Find each line in the records below that contains the word "eave" and copy those lines in full.

**DATA FOR THE TASK:**
—————

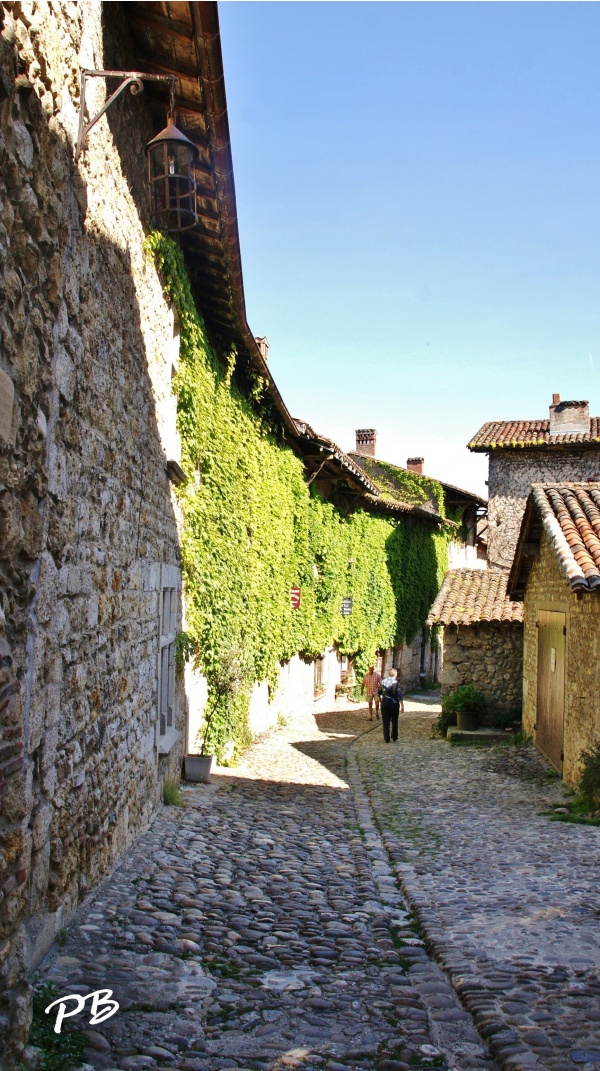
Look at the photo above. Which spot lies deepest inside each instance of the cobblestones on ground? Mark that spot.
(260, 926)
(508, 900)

—————

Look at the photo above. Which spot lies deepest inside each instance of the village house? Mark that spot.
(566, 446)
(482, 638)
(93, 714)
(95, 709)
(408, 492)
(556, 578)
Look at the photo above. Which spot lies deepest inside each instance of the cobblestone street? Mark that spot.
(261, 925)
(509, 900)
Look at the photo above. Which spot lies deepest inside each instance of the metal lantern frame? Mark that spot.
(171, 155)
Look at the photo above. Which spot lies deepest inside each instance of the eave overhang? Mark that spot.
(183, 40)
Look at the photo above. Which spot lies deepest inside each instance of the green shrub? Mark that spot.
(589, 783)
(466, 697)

—————

**RESPONSE TO THE TASK:**
Look at the photo above. Which spot lies deepest inside each instance of the eave overhang? Mark that spot.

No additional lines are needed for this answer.